▸ Consignes
D'après l'extrait du texte sur le code des investissements, combien de cadres étrangers un investisseur peut-il désormais recruter avec le projet de Yassine Brahim ?

▸ Extrait du texte
..............................

Censé catalyser  les « réformes » exigées par les bailleurs de fonds, le CI est l’un des principaux outils de politique économique de l’Etat. Il détermine les avantages financiers et fiscaux  offerts aux investisseurs étrangers ou nationaux. Ses dispositions sont souvent conçues de façon à orienter les comportements des agents économiques. Un code pourrait focaliser sur les investissements directs étrangers. Un autre pourrait protéger certains secteurs comme l’énergie en exigeant des autorisations préalables et des cahiers de charges. Le projet de Yassine Brahim, actuel ministre du Développement, de l’investissement et de la coopération internationale est ouvertement libéral. Plus d’autorisations, ni de cahiers de charges. Plus de distinctions entre investisseurs tunisiens et étrangers. Les investisseurs qui n’étaient autorisés à recruter que 4 cadres étrangers, peuvent désormais en employer 10 indépendamment de l’effectif de l’entreprise.

..............................

▸ Bloc de données
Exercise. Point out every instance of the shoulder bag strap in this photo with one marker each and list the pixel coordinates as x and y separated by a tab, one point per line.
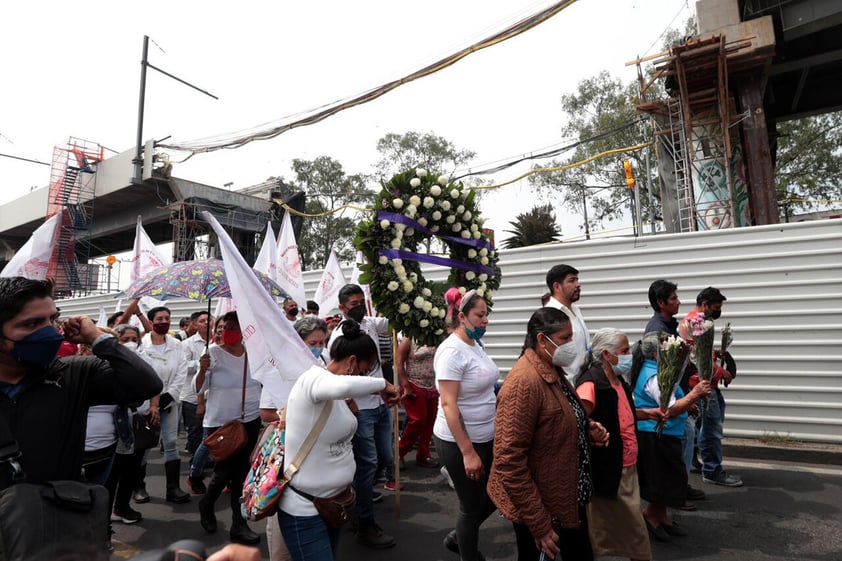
245	373
292	469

..............................

▸ Corrigé rédigé
Dix cadres étrangers, indépendamment de l'effectif de l'entreprise, contre quatre auparavant.